↓↓↓

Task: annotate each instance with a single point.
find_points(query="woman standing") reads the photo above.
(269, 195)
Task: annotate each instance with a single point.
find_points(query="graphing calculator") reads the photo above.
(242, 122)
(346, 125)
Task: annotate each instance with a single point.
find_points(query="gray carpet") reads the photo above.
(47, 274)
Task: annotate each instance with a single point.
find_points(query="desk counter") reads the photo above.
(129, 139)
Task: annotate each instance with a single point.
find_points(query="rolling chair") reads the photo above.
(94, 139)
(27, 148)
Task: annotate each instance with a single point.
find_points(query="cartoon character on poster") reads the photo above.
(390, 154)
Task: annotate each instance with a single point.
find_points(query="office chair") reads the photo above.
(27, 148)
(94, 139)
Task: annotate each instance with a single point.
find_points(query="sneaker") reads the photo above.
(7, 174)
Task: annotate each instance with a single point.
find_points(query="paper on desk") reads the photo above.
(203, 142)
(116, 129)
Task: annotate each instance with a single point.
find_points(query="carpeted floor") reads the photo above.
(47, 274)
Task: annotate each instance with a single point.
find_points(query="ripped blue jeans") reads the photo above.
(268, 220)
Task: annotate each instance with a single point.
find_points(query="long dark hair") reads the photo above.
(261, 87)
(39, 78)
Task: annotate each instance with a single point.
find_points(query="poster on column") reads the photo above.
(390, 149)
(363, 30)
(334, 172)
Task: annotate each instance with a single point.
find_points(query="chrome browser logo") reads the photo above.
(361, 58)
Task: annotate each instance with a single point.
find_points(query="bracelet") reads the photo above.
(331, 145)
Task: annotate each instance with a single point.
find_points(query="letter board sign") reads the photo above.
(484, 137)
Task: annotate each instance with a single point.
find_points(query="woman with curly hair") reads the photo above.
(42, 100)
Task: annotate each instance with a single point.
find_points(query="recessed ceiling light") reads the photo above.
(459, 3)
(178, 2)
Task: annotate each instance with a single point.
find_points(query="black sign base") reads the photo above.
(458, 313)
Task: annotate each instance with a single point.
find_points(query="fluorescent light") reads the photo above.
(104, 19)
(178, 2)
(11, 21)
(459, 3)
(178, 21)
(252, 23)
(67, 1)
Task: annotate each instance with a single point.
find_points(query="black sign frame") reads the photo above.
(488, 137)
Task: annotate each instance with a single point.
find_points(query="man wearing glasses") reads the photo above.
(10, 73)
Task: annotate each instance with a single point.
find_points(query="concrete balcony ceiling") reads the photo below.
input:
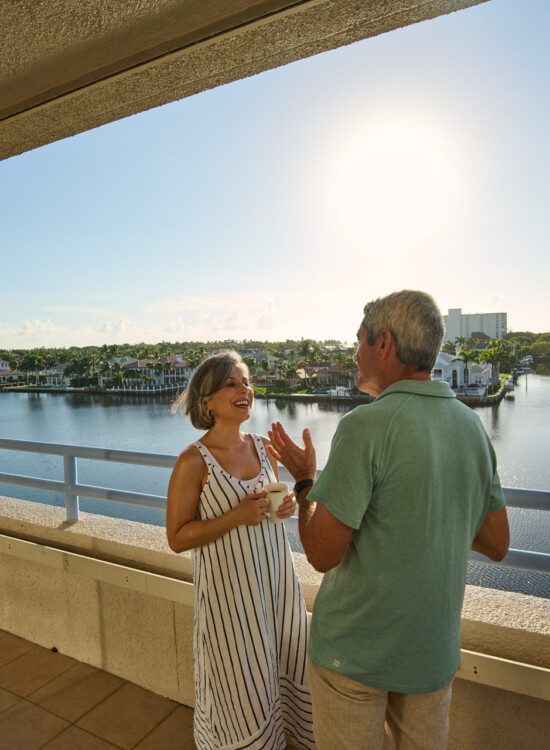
(71, 65)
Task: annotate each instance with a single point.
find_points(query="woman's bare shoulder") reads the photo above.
(190, 461)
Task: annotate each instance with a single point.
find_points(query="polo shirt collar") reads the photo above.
(420, 388)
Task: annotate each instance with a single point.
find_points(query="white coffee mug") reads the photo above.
(276, 493)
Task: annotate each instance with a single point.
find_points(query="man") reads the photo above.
(409, 488)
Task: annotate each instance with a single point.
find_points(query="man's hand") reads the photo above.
(300, 462)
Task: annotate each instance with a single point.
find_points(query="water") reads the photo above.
(518, 427)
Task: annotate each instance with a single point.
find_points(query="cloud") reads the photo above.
(494, 302)
(75, 310)
(274, 315)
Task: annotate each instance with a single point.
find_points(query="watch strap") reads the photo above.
(302, 484)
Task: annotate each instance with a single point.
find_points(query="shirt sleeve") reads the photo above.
(346, 483)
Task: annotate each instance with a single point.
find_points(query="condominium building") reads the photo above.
(462, 325)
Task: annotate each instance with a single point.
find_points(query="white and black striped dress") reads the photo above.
(250, 627)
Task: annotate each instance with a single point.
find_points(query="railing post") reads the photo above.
(71, 499)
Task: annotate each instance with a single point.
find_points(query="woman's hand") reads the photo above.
(251, 510)
(301, 462)
(288, 507)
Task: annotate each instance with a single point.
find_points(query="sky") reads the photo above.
(275, 207)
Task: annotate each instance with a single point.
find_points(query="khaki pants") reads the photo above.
(348, 715)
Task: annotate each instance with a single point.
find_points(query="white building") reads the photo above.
(457, 325)
(471, 377)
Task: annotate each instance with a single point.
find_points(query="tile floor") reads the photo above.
(51, 701)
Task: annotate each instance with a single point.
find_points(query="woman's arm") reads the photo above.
(184, 490)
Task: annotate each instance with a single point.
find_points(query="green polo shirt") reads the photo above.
(413, 474)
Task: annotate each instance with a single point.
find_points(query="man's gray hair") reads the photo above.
(415, 322)
(209, 377)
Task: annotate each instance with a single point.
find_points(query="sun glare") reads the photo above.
(393, 183)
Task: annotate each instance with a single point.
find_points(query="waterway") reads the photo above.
(519, 428)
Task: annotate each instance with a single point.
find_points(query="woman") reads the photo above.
(250, 630)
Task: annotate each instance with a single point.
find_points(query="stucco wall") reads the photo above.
(148, 640)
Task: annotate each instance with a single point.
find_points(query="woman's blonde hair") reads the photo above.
(209, 377)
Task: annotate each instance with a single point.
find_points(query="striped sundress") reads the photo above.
(250, 627)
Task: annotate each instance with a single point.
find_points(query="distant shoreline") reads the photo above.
(311, 398)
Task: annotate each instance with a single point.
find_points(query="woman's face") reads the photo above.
(233, 402)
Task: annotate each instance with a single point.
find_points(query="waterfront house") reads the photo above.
(54, 377)
(461, 376)
(334, 375)
(10, 376)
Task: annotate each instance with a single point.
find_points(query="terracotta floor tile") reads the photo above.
(76, 691)
(7, 699)
(11, 647)
(32, 670)
(28, 727)
(176, 731)
(125, 717)
(74, 738)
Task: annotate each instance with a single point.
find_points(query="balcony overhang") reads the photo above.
(69, 66)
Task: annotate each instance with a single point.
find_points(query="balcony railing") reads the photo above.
(73, 490)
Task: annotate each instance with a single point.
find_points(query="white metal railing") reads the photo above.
(70, 487)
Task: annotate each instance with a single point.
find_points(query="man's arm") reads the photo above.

↑↑↑

Goal:
The listing above needs to be output again exactly. Don't include the pictures.

Response to the task:
Task: annotate each instance with a single point.
find_points(query="woman standing") reads the photo above.
(269, 195)
Task: annotate each instance with a single point.
find_points(query="graphing calculator") reads the photo above.
(242, 122)
(346, 125)
Task: annotate each instance with a single point.
find_points(query="gray carpet") reads the photo above.
(47, 274)
Task: annotate each instance with a single point.
find_points(query="desk counter") reads the photo above.
(129, 139)
Task: annotate each instance with a single point.
find_points(query="rolling chair") reads the photo above.
(94, 139)
(27, 148)
Task: annotate each instance with a single point.
find_points(query="cartoon character on poster") reads the photo above.
(390, 154)
Task: annotate each instance with a single point.
find_points(query="office chair") reads the photo above.
(27, 148)
(94, 139)
Task: annotate each instance with a single point.
find_points(query="sneaker") reads the photo above.
(7, 174)
Task: annotate each instance with a single point.
find_points(query="paper on desk") reads the photo above.
(203, 142)
(116, 129)
Task: annotate each instance with a single point.
find_points(query="carpeted floor") reads the photo above.
(47, 274)
Task: annotate each instance with a single point.
find_points(query="ripped blue jeans") reads the photo above.
(268, 220)
Task: annotate each instance with a single point.
find_points(query="long dark hair") reads the photo above.
(261, 87)
(39, 78)
Task: annotate each instance with a single point.
find_points(query="poster on column") reads the photo above.
(390, 149)
(363, 30)
(334, 172)
Task: annotate each instance with a single point.
find_points(query="chrome browser logo") reads the photo above.
(361, 58)
Task: annotate each instance with a single point.
find_points(query="bracelet") reads the photo above.
(331, 145)
Task: annotate each instance with a single point.
find_points(query="letter board sign") reads the photo above.
(484, 137)
Task: annotate each instance with a single point.
find_points(query="woman with curly hair") reads the photo above.
(42, 100)
Task: annotate each instance with a single point.
find_points(query="recessed ceiling light") reads the photo above.
(459, 3)
(178, 2)
Task: annotate each instance with a single point.
find_points(query="black sign base") reads the photo above.
(458, 313)
Task: annotate each instance with a single point.
find_points(query="fluorescent light") reads the photo above.
(104, 19)
(178, 2)
(11, 21)
(459, 3)
(178, 21)
(252, 23)
(67, 1)
Task: annotate each instance with a single point.
find_points(query="black sign frame") reads the photo above.
(488, 137)
Task: annotate each instance with a single point.
find_points(query="man wearing glasses") reads the photo above.
(10, 73)
Task: annotate each instance with a single point.
find_points(query="concrete balcony ceiling") reads the photo below.
input:
(71, 65)
Task: annotate each instance with a single point.
find_points(query="woman's bare shoulder") reads the photo above.
(190, 461)
Task: annotate each instance with a single point.
find_points(query="polo shirt collar") reads the photo above.
(420, 388)
Task: annotate each instance with a single point.
find_points(query="white coffee mug") reads the photo above.
(276, 493)
Task: annotate each instance with a single point.
find_points(query="man") reads the photo above.
(409, 488)
Task: annotate each instance with a single point.
find_points(query="man's hand") reads the photo above.
(300, 462)
Task: annotate each instance with a single point.
find_points(query="water") reads the photo above.
(518, 427)
Task: annotate each instance with a single point.
find_points(query="cloud") reads the photo above.
(494, 302)
(75, 310)
(274, 315)
Task: annotate each instance with a single point.
find_points(query="watch strap") reads the photo above.
(302, 484)
Task: annotate each instance with a single point.
find_points(query="shirt sleeve") reads the photo above.
(346, 483)
Task: annotate each instance with a single point.
find_points(query="condominium building") reads the photo above.
(462, 325)
Task: annotate each instance with a single point.
find_points(query="white and black striped dress") reads the photo above.
(250, 627)
Task: annotate each instance with a single point.
find_points(query="railing post") reads the photo above.
(71, 499)
Task: annotate each instance with a single point.
find_points(query="woman's hand") reads the photo above.
(251, 510)
(301, 462)
(288, 507)
Task: annotate each instance with a single point.
find_points(query="sky") reads the photo above.
(275, 207)
Task: annotate each instance with a single point.
find_points(query="khaki pants") reads the photo above.
(348, 715)
Task: annotate each instance with a single point.
find_points(query="white building") reads the photo above.
(457, 325)
(471, 377)
Task: annotate each instance with a single point.
find_points(query="tile floor") reads the photo above.
(51, 701)
Task: annotate each instance with a single point.
find_points(query="woman's arm") reads the photo above.
(184, 490)
Task: annotate each instance with a single point.
find_points(query="green polo shirt") reads the photo above.
(413, 474)
Task: annotate each instance with a single point.
find_points(query="man's gray hair") reads the photo above.
(415, 322)
(209, 377)
Task: annotate each instance with a single point.
find_points(query="sun glare") reads the photo above.
(393, 183)
Task: annotate each instance with a single point.
find_points(query="waterway") reads the photo above.
(519, 428)
Task: annotate each instance with a single point.
find_points(query="woman") reads the photo above.
(250, 630)
Task: annotate each instance with a single point.
find_points(query="stucco wall") reads the photo above.
(148, 640)
Task: annotate each instance with a single point.
find_points(query="woman's blonde hair") reads the photo above.
(209, 377)
Task: annotate each instance with a single point.
find_points(query="striped sundress") reads the photo above.
(250, 627)
Task: annotate each instance with a single point.
find_points(query="distant shoreline") reads the photo above.
(311, 398)
Task: annotate each instance with a single point.
find_points(query="woman's face") reads the photo above.
(233, 402)
Task: annotate each instance with a single point.
find_points(query="waterfront house") reads the photo above.
(54, 377)
(461, 376)
(334, 375)
(10, 376)
Task: annotate each instance with a single point.
find_points(query="terracotta floor tile") reads the photo above.
(76, 691)
(7, 699)
(11, 647)
(32, 670)
(28, 727)
(176, 731)
(125, 717)
(74, 738)
Task: annotate each instance with a single point.
find_points(query="balcony overhang") reads the photo above.
(69, 66)
Task: annotate each instance with a single point.
find_points(query="balcony railing") reads the photo above.
(73, 490)
Task: annotate each instance with a single point.
find_points(query="white metal railing") reads the photo above.
(70, 487)
Task: annotate each instance with a single point.
find_points(query="man's arm") reads the photo above.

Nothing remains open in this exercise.